Fri. Jun 28, 2024 2:40 PM - 4:10 PM ポスター会場 (大ホールC)

[認定P-04] 薬剤関連顎骨壊死を発症した高齢者に対し病変切除および多数歯抜歯後に義歯作製を行い咬合回復を図った症例

○大川内 祥子1、梅本 丈二2 (1. 佐賀市立国民健康保険三瀬診療所、2. 福岡大学病院摂食嚥下センター)

【緒言・目的】
 高齢者において,骨粗鬆症等の疾患に対し骨吸収抑制薬を使用中の患者が歯科受診する機会がある。歯の自然脱落後に薬関連顎骨壊死(medication-related osteonecrosis of the jaw: MRONJ)を発症した患者に対して,大学病院との連携により病変の切除および多数歯抜歯後に義歯作製を行い良好な経過を得た症例について報告する。

───

練習問題:
1. 顎骨壊死の症例報告では、病変の切除と多数歯抜歯は何との連携によって行われたか。
2. 顎骨壊死の症例報告の抄録を、最後の文の後から書き継げ。

───

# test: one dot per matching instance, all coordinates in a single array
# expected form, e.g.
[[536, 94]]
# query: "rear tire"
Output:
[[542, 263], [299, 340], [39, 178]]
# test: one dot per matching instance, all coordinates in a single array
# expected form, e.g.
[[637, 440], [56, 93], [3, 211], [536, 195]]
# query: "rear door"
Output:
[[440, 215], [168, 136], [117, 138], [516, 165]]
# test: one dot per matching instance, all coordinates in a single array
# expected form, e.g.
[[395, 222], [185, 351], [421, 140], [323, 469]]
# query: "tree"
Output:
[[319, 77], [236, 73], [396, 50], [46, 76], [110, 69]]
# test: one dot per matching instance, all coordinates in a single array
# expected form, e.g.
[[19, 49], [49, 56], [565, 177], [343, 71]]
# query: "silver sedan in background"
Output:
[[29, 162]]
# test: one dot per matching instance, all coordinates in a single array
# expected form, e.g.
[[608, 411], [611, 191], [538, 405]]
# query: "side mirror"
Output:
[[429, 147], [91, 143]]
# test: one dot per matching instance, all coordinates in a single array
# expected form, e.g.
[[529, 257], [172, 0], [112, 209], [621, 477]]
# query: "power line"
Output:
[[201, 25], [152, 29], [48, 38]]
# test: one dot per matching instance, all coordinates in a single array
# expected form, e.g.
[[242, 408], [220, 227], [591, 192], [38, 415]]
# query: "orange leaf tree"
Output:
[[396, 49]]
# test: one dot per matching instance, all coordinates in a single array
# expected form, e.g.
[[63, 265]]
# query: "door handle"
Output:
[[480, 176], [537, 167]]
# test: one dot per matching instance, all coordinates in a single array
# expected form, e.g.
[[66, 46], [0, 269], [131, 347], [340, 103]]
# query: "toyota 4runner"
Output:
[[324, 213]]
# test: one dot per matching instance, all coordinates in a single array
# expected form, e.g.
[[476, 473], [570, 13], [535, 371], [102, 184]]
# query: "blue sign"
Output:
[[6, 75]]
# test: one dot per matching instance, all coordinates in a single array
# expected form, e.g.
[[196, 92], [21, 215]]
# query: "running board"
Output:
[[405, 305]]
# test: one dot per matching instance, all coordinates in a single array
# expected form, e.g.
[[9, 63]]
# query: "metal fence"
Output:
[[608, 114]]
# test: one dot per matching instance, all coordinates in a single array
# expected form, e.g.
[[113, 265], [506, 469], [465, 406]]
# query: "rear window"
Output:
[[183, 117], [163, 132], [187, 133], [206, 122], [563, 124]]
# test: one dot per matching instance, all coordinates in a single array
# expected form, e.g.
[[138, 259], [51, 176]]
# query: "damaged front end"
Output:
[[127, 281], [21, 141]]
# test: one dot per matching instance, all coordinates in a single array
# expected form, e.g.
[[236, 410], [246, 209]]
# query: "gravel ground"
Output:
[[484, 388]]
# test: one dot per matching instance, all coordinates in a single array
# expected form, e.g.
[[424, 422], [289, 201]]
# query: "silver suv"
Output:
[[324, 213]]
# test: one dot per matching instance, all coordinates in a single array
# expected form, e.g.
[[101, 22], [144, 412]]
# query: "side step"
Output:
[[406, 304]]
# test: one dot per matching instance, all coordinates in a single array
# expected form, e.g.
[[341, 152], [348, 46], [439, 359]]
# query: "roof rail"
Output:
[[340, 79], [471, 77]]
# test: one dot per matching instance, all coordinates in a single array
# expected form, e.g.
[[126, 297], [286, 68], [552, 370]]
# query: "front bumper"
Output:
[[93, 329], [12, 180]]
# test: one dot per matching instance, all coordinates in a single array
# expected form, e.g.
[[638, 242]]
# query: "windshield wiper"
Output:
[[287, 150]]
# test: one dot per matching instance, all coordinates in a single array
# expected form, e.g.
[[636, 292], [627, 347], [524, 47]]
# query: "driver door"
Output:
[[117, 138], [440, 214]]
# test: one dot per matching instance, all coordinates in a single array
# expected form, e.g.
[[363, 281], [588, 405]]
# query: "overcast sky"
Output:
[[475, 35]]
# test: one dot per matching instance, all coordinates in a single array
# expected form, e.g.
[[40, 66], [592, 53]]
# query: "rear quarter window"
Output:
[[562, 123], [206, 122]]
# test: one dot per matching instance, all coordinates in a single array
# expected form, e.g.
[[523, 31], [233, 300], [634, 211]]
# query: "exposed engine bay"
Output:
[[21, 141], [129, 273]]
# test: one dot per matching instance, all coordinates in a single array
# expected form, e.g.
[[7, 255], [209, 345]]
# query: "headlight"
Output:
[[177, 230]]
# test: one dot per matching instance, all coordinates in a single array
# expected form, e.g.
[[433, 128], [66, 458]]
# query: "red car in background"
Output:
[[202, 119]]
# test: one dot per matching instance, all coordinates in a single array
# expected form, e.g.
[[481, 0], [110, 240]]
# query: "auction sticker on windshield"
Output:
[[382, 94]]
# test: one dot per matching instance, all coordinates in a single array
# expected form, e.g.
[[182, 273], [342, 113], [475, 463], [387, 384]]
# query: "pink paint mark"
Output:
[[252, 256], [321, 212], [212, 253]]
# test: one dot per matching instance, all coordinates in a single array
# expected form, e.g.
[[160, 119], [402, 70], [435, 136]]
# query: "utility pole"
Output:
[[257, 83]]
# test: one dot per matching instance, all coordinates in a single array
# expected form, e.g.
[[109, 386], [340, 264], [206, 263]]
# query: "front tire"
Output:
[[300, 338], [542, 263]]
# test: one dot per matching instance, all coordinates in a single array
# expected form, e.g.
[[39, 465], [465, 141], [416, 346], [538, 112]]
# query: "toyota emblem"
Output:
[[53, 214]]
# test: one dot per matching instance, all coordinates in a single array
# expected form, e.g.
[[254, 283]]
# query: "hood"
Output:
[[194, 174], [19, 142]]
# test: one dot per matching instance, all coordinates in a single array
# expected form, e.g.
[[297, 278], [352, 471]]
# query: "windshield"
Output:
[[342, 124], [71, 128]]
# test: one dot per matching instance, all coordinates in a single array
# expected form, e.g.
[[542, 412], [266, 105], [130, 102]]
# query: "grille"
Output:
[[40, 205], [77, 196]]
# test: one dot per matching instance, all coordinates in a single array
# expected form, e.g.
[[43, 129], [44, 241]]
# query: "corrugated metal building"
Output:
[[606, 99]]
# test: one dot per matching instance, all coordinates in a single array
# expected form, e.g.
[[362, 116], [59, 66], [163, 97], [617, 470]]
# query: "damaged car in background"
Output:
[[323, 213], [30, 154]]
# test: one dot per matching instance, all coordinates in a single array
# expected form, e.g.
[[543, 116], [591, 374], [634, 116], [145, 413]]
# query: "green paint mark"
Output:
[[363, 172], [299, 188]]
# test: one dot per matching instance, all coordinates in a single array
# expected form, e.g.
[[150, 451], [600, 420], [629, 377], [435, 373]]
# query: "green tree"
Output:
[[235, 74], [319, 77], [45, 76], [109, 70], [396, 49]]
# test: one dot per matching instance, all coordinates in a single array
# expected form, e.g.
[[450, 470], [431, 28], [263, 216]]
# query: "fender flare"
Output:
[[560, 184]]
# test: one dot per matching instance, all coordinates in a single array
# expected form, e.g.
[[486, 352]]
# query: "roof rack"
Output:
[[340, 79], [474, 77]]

───

番号別解答:
1. 大学病院との連携

2.
【症例および経過】
 79歳,女性。┌5自然脱落,義歯不適合を主訴に受診。┌5は初診1週間前に脱落したとのことであった。栄養状態は良好(BMI:19.7kg/m2),既往歴に骨粗鬆症がありビスフォスフォネート(BP)製剤を長期内服していたが,脱落部粘膜はすでに上皮化しており明らかな感染所見は認めなかったため経過観察とした。約2ヶ月後に瘻孔形成し排膿を認めたため画像撮影を行ったところ┌5部周囲の骨吸収像と骨硬化像を認めた。処方医に確認後にBP内服を中止し, 2021年6月佐賀大学医学部附属病院歯科口腔外科(佐大歯科口腔外科)を紹介受診。MRONJ(Stage 2)の診断となり,腐骨分離を待って病変切除予定となった。残存歯が全て重度歯周炎に罹患しており抜歯適応であったため,待機期間中に佐大口腔外科外来にて抜歯,閉鎖創とし,同時並行で当院にて即時義歯を作製し咬合回復を行い,2023年5月全身麻酔下左側下顎骨辺縁切除術を施行した。退院後,左側下顎顎堤の陥凹を認めたため,新義歯作製した。現在までにMRONJの再発,および抜歯部の感染を疑う所見は認めていない。義歯を使用して問題なく食事もできており経過良好である。なお,本報告の発表について患者本人から文書による同意を得ている。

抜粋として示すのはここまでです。